§ **Problem details**
List every line below that contains the string "facade", matching case exactly.
— START OF Given information —
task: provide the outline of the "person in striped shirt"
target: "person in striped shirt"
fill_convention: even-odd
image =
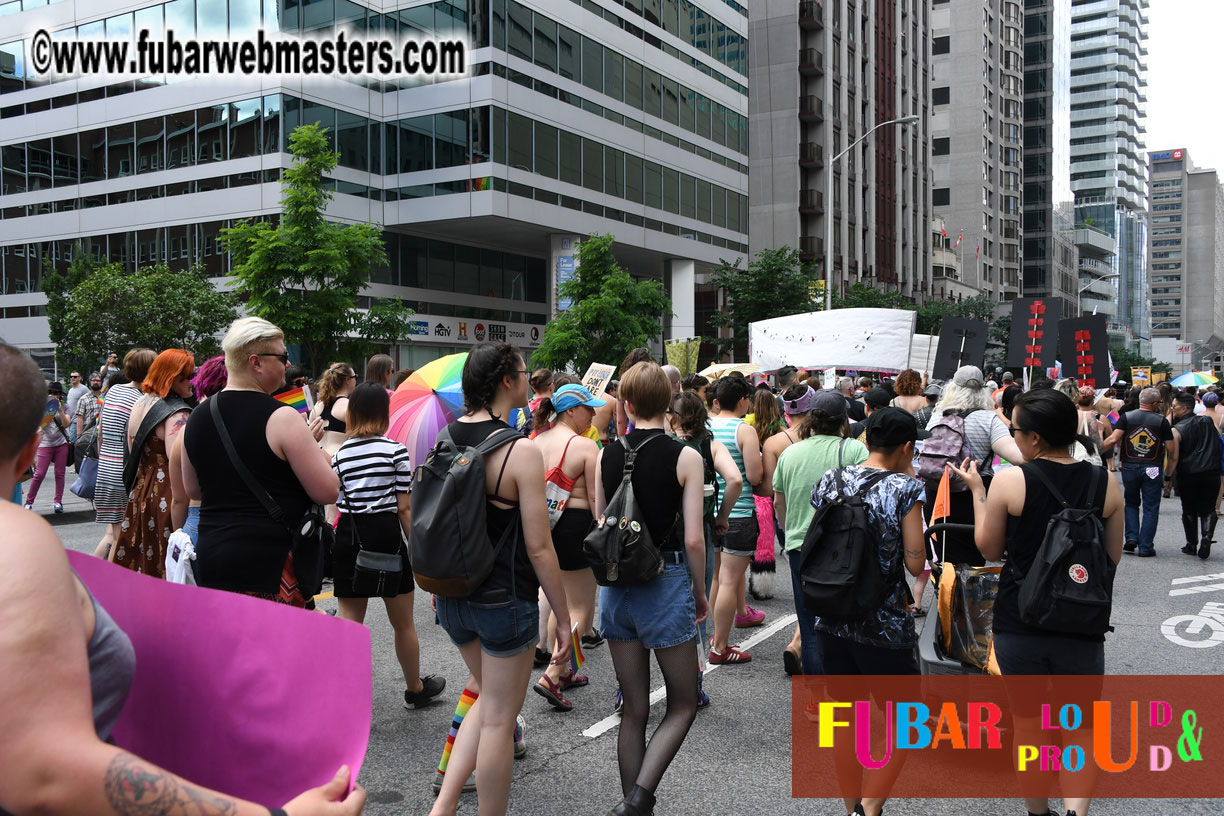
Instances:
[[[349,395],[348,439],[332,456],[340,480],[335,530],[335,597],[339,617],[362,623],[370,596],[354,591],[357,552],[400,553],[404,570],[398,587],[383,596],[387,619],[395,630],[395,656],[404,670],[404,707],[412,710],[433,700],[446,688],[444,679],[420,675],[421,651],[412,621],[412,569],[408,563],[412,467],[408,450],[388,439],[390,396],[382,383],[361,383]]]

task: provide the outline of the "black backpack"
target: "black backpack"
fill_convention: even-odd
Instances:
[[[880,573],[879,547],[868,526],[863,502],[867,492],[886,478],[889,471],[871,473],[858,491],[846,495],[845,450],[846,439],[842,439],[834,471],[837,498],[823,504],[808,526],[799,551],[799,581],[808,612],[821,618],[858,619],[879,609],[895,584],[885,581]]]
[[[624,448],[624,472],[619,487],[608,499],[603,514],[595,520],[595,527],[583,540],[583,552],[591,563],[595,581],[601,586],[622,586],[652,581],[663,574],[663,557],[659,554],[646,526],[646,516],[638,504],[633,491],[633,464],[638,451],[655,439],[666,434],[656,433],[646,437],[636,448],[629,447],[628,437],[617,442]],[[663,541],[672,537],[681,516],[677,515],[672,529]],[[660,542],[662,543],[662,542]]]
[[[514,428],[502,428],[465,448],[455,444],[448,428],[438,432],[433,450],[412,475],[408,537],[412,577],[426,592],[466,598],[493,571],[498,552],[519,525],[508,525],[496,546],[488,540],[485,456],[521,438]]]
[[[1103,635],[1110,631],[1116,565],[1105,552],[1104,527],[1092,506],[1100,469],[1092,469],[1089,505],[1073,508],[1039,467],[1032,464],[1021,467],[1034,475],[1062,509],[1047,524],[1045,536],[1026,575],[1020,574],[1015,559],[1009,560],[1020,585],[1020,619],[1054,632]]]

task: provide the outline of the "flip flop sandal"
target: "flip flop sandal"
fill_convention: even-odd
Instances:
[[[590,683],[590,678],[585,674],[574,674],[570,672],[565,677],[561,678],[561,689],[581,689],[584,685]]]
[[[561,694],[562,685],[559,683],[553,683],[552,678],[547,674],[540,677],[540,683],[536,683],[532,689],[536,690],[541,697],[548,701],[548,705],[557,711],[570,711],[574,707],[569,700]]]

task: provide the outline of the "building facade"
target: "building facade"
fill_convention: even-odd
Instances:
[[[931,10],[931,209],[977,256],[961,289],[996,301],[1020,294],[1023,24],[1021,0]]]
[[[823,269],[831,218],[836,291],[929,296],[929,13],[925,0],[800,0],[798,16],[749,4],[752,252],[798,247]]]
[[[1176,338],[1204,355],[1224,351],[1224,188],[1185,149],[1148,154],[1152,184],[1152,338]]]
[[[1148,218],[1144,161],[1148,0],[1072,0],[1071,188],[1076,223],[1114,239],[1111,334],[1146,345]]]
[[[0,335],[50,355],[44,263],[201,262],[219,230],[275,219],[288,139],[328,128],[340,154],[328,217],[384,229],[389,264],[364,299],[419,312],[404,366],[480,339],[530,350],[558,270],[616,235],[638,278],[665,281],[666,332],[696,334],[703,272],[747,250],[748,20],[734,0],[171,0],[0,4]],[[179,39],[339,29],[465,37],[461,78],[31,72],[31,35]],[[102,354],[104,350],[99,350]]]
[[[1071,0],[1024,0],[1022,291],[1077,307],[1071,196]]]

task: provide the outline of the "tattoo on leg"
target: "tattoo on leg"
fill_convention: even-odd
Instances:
— END OF Given information —
§ **Solution to this task**
task: provide the outline of the "building facade"
target: "building facade"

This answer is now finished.